>>>

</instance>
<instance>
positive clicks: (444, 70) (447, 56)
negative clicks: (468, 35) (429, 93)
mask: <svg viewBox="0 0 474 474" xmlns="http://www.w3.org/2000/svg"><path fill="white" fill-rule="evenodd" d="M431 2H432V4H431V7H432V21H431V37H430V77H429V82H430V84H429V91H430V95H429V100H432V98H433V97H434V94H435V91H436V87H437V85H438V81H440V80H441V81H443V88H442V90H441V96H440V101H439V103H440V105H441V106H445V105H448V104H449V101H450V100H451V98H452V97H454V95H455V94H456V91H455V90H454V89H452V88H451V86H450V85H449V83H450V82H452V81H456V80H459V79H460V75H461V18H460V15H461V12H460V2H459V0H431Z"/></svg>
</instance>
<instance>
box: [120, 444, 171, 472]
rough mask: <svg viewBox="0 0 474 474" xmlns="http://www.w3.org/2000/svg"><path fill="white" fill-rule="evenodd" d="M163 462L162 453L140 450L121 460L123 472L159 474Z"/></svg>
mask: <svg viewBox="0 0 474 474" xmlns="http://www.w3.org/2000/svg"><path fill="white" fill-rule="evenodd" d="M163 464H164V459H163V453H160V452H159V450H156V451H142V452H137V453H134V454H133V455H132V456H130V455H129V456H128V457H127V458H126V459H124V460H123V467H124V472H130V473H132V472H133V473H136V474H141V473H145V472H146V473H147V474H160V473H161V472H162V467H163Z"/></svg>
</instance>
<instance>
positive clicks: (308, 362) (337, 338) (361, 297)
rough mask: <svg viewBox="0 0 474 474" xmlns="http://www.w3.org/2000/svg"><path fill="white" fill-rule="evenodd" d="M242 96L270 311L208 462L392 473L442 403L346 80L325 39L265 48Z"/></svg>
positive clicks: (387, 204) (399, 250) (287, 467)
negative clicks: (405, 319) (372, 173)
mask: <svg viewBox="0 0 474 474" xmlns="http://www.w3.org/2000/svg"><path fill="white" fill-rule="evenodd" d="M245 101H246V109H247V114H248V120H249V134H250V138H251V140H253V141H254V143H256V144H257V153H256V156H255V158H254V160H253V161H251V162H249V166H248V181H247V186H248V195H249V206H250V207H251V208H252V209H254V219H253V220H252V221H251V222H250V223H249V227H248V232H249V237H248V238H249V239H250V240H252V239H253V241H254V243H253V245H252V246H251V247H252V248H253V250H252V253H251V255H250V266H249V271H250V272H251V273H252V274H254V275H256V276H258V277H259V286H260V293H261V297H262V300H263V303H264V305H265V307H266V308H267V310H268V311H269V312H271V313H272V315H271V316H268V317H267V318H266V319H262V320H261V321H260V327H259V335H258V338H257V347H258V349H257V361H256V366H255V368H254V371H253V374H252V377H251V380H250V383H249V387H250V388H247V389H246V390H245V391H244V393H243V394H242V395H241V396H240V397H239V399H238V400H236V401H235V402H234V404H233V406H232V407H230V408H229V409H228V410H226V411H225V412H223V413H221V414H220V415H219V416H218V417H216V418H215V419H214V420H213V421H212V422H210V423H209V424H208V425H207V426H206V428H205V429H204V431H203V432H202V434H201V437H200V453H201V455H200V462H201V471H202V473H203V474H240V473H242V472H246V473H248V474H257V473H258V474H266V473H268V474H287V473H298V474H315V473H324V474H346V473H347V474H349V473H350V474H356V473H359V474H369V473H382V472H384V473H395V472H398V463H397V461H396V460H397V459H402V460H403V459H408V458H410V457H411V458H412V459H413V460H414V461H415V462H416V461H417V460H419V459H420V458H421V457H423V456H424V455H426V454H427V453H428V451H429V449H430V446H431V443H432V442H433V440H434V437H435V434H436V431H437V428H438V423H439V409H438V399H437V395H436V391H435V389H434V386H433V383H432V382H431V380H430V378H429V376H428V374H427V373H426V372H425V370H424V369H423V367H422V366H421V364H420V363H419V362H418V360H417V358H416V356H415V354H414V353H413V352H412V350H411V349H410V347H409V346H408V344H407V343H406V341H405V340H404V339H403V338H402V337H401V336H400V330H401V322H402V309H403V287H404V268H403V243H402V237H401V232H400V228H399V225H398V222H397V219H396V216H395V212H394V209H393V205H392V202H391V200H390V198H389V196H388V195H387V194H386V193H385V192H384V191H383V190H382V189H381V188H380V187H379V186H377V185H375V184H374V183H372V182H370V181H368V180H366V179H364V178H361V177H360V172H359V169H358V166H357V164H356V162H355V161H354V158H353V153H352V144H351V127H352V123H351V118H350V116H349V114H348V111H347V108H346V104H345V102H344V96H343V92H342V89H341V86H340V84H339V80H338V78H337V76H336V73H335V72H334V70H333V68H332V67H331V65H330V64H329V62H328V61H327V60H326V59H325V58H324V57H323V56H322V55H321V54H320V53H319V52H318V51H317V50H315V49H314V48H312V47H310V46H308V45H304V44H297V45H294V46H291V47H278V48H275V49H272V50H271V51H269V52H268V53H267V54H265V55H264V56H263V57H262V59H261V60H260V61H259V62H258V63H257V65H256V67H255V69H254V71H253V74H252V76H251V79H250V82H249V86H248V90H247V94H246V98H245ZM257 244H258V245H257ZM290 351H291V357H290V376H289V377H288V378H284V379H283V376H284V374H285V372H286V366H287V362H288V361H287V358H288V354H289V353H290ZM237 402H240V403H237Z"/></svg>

<<<

__Task to complete__.
Change "positive clicks" to "foreground clicks" in everything from the start of the data down to the line containing "negative clicks: (468, 35) (429, 93)", and leave the rest of those lines unchanged. Reproduce only that span.

__Answer section__.
</instance>
<instance>
foreground clicks: (444, 70) (447, 56)
negative clicks: (468, 35) (429, 93)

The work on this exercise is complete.